Go through the data and copy every line exactly, but not the images.

Items from a dataset:
§ §

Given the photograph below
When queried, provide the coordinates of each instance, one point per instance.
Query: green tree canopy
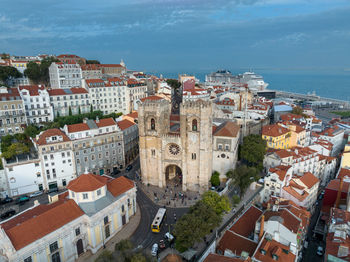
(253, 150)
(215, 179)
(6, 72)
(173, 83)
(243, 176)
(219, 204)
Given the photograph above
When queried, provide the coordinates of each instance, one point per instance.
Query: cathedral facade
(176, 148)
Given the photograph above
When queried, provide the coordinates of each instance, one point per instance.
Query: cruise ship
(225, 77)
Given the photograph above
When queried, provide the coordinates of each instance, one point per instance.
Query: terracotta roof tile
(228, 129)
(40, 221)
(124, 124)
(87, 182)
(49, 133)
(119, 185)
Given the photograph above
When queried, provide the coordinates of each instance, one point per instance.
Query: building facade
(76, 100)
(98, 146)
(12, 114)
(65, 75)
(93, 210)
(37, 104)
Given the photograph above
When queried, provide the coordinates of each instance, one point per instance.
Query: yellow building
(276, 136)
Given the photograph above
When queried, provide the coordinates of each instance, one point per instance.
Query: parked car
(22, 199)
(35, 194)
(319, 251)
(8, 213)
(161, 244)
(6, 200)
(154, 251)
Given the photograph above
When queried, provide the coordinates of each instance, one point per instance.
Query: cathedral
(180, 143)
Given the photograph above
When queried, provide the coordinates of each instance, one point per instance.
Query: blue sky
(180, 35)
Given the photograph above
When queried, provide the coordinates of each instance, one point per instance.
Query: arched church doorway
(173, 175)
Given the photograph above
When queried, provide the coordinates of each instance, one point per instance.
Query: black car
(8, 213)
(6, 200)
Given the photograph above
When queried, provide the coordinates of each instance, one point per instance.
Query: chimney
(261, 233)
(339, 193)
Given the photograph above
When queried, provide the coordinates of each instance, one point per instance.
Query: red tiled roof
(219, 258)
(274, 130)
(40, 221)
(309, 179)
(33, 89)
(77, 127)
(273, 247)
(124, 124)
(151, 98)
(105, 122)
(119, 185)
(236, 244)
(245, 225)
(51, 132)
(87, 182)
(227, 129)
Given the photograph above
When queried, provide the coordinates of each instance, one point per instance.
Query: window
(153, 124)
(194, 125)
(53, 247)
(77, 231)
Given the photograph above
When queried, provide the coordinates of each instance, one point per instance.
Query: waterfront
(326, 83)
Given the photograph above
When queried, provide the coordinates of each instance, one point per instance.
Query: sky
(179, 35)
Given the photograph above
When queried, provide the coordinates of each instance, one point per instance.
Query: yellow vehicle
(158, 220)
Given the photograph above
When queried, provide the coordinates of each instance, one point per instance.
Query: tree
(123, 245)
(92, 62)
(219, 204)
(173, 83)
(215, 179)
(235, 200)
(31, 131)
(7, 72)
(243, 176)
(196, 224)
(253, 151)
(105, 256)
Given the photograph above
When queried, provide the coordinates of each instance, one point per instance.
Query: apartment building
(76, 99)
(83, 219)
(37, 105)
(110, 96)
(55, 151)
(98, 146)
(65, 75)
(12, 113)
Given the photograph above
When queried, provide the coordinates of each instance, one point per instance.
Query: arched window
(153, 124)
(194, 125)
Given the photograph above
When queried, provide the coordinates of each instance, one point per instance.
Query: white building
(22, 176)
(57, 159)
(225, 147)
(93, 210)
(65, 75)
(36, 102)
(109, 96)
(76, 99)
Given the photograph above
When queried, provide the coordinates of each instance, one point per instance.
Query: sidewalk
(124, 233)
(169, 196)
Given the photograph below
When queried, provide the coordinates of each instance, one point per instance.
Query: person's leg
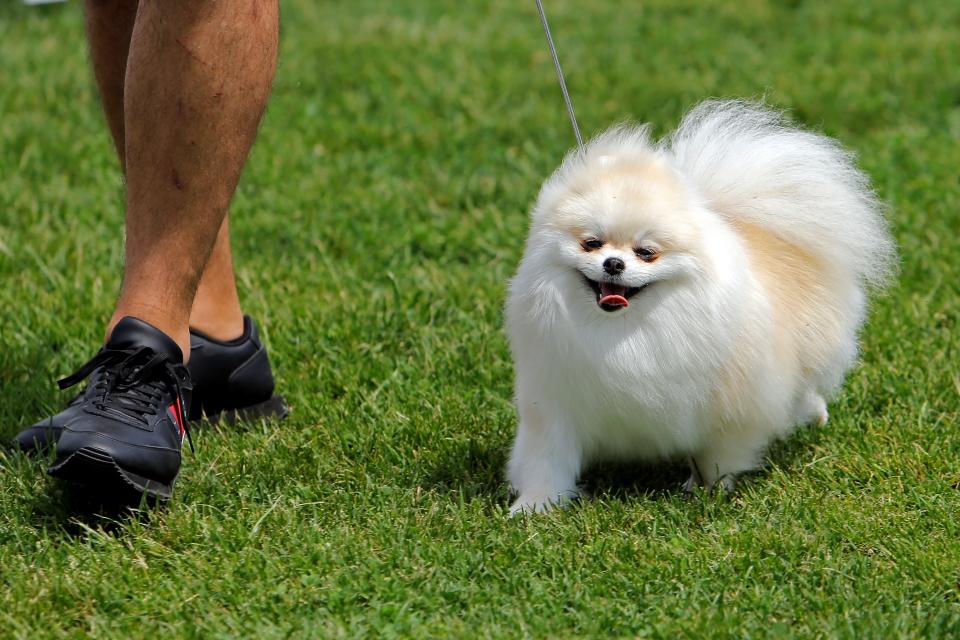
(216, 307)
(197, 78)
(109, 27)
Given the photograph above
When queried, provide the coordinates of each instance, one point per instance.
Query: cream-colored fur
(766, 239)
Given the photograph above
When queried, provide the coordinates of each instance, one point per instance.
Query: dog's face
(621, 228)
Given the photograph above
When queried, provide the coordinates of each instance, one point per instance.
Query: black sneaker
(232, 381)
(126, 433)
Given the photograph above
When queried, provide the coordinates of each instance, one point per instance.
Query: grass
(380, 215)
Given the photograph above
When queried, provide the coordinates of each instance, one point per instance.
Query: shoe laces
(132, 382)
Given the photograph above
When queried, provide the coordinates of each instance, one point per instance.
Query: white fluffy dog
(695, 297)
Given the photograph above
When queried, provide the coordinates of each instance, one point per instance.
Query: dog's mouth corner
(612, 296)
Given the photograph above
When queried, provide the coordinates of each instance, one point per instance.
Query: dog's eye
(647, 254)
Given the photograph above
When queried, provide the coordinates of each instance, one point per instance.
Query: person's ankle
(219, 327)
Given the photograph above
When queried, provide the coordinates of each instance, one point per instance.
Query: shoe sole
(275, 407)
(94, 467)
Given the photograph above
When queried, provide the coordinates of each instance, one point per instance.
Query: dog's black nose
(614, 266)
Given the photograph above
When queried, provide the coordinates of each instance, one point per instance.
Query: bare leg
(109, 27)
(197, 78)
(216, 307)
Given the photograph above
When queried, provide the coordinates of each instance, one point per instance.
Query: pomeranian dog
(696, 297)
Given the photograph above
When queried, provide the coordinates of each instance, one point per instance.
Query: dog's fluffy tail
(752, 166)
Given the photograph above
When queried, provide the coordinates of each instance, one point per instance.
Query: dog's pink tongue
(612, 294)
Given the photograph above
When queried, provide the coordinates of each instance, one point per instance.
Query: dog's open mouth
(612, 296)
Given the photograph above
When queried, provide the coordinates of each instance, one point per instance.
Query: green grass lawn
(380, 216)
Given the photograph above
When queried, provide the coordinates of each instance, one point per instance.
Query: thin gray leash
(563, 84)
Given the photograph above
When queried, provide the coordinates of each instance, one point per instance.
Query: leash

§ §

[OUTPUT FOR THIS TASK]
Given the photograph below
When queried, provide the coordinates of each instance, one point per instance.
Query: green tree canopy
(253, 150)
(215, 179)
(6, 72)
(173, 83)
(243, 176)
(219, 204)
Given the photograph above
When queried, provide the coordinates of each instance, one point per instance.
Query: cathedral facade
(176, 148)
Given the photograph above
When queried, provide the coordinates of each instance, one point per instance.
Query: cruise ship
(225, 77)
Given the photograph above
When queried, provide the coordinates of each instance, one point per instance.
Query: terracotta roof tile
(228, 129)
(40, 221)
(124, 124)
(87, 182)
(49, 133)
(119, 185)
Given the photograph above
When queried, provide the coordinates of each instance, one point per instance.
Query: building facade
(76, 100)
(98, 146)
(12, 114)
(65, 75)
(93, 210)
(37, 104)
Given the photograph above
When queried, provide the coordinates of each instance, one point per instance.
Query: yellow building
(276, 136)
Given the photograph above
When queried, provide the coordinates of each instance, one point per instance.
Query: parked car
(22, 199)
(35, 194)
(319, 251)
(8, 213)
(161, 244)
(6, 200)
(154, 251)
Given the photograph above
When queried, provide the coordinates of each instance, one point per instance.
Query: cathedral
(180, 143)
Given the photograph above
When queried, provide the coordinates of each instance, one point per instance.
Query: blue sky
(180, 35)
Given the photograph above
When queried, provide the coordinates of each instance, one point per instance.
Query: arched church doorway
(173, 175)
Given the photograph above
When queried, provide the coordinates of each instance, one point per instance.
Query: black car
(8, 213)
(6, 200)
Given the photograph above
When queried, provide the coordinates of each instance, one point per instance.
Query: chimney
(261, 233)
(339, 193)
Given the photograph above
When queried, provide the coordinates of each instance, one point per instance.
Query: red tiled roof
(219, 258)
(274, 130)
(40, 221)
(309, 179)
(33, 89)
(77, 127)
(273, 247)
(124, 124)
(151, 98)
(105, 122)
(119, 185)
(236, 244)
(245, 225)
(51, 132)
(87, 182)
(227, 129)
Given the photograph above
When queried, provide the coordinates of each instance, one point per instance.
Query: window
(153, 124)
(194, 125)
(53, 247)
(77, 231)
Given the photograph above
When queried, provide the coordinates of each instance, one point per instance.
Query: waterfront
(326, 83)
Given the photograph above
When queried, provide the coordinates of each instance, one point per instance.
Query: sky
(179, 35)
Given the photograph above
When queried, provide the coordinates of each instance, one point per instance.
Query: yellow vehicle
(158, 220)
Given the photograph above
When queried, provide the coordinates of each instance, one point per instance.
Query: tree
(123, 245)
(92, 62)
(219, 204)
(173, 83)
(215, 179)
(235, 200)
(31, 131)
(7, 72)
(243, 176)
(196, 224)
(253, 151)
(105, 256)
Given the photograph above
When queried, provide the coordinates of each instance, one point per instance.
Query: apartment building
(76, 99)
(83, 219)
(37, 105)
(110, 96)
(55, 151)
(98, 146)
(65, 75)
(12, 113)
Given the photograph above
When queried, provide the coordinates of each instance, one point per instance.
Query: arched window
(153, 124)
(194, 125)
Given the photograph above
When queried, provide the coordinates of each instance, one point per instance.
Query: white building
(22, 176)
(57, 159)
(225, 147)
(93, 210)
(65, 75)
(36, 102)
(109, 96)
(76, 99)
Given the photograph above
When queried, provide the coordinates of each instance, one point per instance.
Query: sidewalk
(124, 233)
(169, 196)
Given the photograph below
When queried, provide the coordinates of each instance, one point per instance.
Query: person's leg
(216, 307)
(197, 78)
(109, 27)
Given the photograph above
When queried, provide the coordinates of each instance, one point per instance.
Query: cream-colored fur
(766, 239)
Given the photograph above
When queried, provide the coordinates of each instance, one point per instance.
Query: dog's face
(621, 228)
Given the photograph above
When queried, provide the coordinates of each instance, one point per instance.
Query: black sneaker
(232, 381)
(126, 433)
Given the photograph above
When queried, provide the coordinates of each instance, one point per instance.
Query: grass
(380, 215)
Given the photograph above
When queried, provide the coordinates of each instance, one point per instance.
Query: shoe laces
(132, 382)
Given the photograph above
When queried, provide the coordinates of each instance, one point per instance.
Query: white fluffy dog
(695, 297)
Given the photograph above
When queried, provide the coordinates of each instance, one point per instance.
Query: dog's mouth corner
(612, 296)
Given the photograph above
When queried, provide the coordinates of each instance, one point per instance.
Query: dog's eye
(647, 254)
Given the photograph above
When queried, provide the coordinates of each instance, one point per instance.
Query: person's ankle
(219, 327)
Given the photograph above
When queried, provide the coordinates of each instance, one point per instance.
Query: shoe sole
(275, 407)
(94, 467)
Given the photograph above
When queried, provide the coordinates of each instance, one point per instance.
Query: dog's black nose
(614, 266)
Given the photograph above
When queried, provide the coordinates of each instance, one point per instance.
Query: bare leg
(109, 27)
(197, 78)
(216, 307)
Given the photograph above
When queried, provide the coordinates of each instance, one point per instance.
Query: pomeranian dog
(696, 297)
Given the photograph above
When queried, provide the coordinates of each instance, one point per instance.
Query: dog's fluffy tail
(752, 166)
Given the photograph above
When queried, provide the coordinates of each instance, one point per instance.
Query: dog's pink tongue
(612, 294)
Given the photograph above
When queried, provide the coordinates of each instance, one point per instance.
Query: dog's open mouth
(612, 296)
Given the photograph above
When queried, provide the coordinates of each instance, one point per instance.
Query: green grass lawn
(380, 216)
Given the photograph above
When queried, provide the coordinates of each instance, one point per instance.
Query: thin gray leash
(563, 84)
Given the photograph above
When queried, provide the coordinates of each instance, one point per instance.
Query: leash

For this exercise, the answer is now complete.